*** Text for analysis ***

Despite this detailed conversation and God’s commitment to bring the people to the Promised Land (verse 17), Moses was still concerned that he would have no credibility with the Israelites. God then demonstrated that He would miraculously help Moses convince the people by three signs: He would cause his staff to become a serpent and then a staff once more; He would cause the flesh of his hand to become scaly and then be healed; and He would cause some water from the Nile to turn to blood (Exodus 4:1–9). Still Moses protested: “I am not eloquent, . . . please send someone else” (verses 10 and 13, ESV). By this time God was angered at Moses’ reluctance, telling him that Aaron his brother could be his mouthpiece and speak God’s words as Moses received them. Moses would also take the staff by which God’s backing would be evident.

Moses now asked release from his father-in-law, and, reassured by God that those who sought his life for the murder of the Egyptian were now dead, he returned to Egypt with his wife and sons. There Moses and Aaron met with the elders of Israel and spoke to the people. Convinced that God had indeed begun to intervene to free them, the people “bowed their heads and worshiped” (verse 31).

Facing Pharaoh

At their first audience with Pharaoh (Exodus 5:1–5), Moses and Aaron asked that the people be allowed to make a three-day journey to worship God. Refusing, Pharaoh ordered that the Israelites’ labor be made even more arduous, requiring that they collect the straw for brick-making themselves while maintaining their daily quotas. This produced anguish and complaint in the people, whose foremen now turned against Moses and Aaron. Moses, too, began to doubt God’s purpose: “Since I came to Pharaoh to speak in Your name, he has done evil to this people; neither have You delivered Your people at all” (verse 23).

*** End of Text for analysis ***
*** Data to examine ***

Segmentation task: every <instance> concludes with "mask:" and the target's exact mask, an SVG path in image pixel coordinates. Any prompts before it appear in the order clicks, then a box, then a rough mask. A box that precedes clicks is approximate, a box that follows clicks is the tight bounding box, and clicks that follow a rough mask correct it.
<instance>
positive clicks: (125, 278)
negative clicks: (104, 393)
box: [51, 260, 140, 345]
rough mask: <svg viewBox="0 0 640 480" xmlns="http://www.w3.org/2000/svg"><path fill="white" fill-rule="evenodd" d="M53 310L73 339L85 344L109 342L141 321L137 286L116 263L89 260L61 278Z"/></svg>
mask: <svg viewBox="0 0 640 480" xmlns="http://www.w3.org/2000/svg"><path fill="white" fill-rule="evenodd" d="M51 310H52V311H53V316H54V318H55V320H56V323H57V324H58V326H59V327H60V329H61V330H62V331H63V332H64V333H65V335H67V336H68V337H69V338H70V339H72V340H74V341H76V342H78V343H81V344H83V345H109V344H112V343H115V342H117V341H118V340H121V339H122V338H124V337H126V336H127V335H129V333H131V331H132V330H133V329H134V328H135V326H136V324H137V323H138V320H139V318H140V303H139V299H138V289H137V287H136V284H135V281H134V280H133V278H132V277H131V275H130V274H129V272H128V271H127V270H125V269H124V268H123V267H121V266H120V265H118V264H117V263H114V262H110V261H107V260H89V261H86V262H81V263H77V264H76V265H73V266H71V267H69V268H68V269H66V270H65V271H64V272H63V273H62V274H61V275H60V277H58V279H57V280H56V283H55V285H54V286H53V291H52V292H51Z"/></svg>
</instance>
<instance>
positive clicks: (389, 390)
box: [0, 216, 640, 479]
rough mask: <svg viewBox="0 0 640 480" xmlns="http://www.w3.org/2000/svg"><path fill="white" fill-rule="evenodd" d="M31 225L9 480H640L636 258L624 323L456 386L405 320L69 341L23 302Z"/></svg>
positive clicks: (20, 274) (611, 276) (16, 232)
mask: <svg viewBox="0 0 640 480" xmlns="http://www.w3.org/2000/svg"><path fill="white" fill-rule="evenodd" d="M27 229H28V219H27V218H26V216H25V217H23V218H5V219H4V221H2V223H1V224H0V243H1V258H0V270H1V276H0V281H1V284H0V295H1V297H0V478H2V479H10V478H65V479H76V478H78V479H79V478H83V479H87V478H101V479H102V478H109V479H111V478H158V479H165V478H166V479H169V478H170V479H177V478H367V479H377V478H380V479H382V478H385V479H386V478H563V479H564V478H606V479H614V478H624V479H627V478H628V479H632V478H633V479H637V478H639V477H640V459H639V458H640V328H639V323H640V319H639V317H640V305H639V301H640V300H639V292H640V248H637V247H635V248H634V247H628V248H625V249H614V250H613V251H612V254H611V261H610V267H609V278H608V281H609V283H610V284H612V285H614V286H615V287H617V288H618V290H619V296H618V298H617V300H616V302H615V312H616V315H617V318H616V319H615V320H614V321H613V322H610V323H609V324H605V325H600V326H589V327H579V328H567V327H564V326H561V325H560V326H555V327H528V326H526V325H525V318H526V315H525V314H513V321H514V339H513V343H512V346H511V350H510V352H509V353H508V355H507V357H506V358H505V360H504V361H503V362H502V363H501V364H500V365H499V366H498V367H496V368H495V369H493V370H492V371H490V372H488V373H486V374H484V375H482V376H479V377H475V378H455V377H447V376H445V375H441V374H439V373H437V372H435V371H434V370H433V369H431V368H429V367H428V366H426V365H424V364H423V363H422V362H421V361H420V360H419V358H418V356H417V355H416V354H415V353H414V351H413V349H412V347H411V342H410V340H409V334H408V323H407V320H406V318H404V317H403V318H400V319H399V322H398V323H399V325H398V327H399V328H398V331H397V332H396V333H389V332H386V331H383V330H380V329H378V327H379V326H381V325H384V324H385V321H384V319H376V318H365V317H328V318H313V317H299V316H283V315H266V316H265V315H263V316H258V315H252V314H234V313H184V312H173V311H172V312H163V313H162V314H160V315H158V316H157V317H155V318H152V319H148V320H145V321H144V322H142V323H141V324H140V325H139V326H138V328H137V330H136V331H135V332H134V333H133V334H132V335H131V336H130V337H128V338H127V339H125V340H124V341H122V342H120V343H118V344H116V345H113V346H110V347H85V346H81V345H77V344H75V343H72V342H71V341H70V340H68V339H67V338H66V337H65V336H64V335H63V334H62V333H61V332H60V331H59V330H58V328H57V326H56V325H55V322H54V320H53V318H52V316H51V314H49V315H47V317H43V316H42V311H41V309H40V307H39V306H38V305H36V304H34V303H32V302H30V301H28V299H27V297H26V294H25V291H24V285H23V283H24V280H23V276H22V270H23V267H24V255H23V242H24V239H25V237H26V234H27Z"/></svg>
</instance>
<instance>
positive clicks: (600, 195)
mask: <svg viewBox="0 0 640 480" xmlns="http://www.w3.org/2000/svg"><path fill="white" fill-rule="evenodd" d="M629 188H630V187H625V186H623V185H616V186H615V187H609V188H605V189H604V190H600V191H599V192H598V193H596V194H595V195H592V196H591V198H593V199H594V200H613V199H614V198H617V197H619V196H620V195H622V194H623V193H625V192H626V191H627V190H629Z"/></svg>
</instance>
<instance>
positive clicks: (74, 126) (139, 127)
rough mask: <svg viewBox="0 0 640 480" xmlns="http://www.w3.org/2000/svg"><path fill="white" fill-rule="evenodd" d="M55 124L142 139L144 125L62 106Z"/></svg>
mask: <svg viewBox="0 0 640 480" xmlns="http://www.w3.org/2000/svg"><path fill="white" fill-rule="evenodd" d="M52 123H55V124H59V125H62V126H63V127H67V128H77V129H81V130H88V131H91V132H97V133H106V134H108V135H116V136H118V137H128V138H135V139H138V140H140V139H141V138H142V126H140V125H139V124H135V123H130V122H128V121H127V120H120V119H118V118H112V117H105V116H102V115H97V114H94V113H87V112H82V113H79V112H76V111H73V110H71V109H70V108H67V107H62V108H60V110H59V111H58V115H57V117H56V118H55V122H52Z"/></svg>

*** End of Data to examine ***

• Task to complete: Please reproduce the entire passage about Moses and Pharaoh above, word for word.

• Final answer:
Despite this detailed conversation and God’s commitment to bring the people to the Promised Land (verse 17), Moses was still concerned that he would have no credibility with the Israelites. God then demonstrated that He would miraculously help Moses convince the people by three signs: He would cause his staff to become a serpent and then a staff once more; He would cause the flesh of his hand to become scaly and then be healed; and He would cause some water from the Nile to turn to blood (Exodus 4:1–9). Still Moses protested: “I am not eloquent, . . . please send someone else” (verses 10 and 13, ESV). By this time God was angered at Moses’ reluctance, telling him that Aaron his brother could be his mouthpiece and speak God’s words as Moses received them. Moses would also take the staff by which God’s backing would be evident.

Moses now asked release from his father-in-law, and, reassured by God that those who sought his life for the murder of the Egyptian were now dead, he returned to Egypt with his wife and sons. There Moses and Aaron met with the elders of Israel and spoke to the people. Convinced that God had indeed begun to intervene to free them, the people “bowed their heads and worshiped” (verse 31).

Facing Pharaoh

At their first audience with Pharaoh (Exodus 5:1–5), Moses and Aaron asked that the people be allowed to make a three-day journey to worship God. Refusing, Pharaoh ordered that the Israelites’ labor be made even more arduous, requiring that they collect the straw for brick-making themselves while maintaining their daily quotas. This produced anguish and complaint in the people, whose foremen now turned against Moses and Aaron. Moses, too, began to doubt God’s purpose: “Since I came to Pharaoh to speak in Your name, he has done evil to this people; neither have You delivered Your people at all” (verse 23).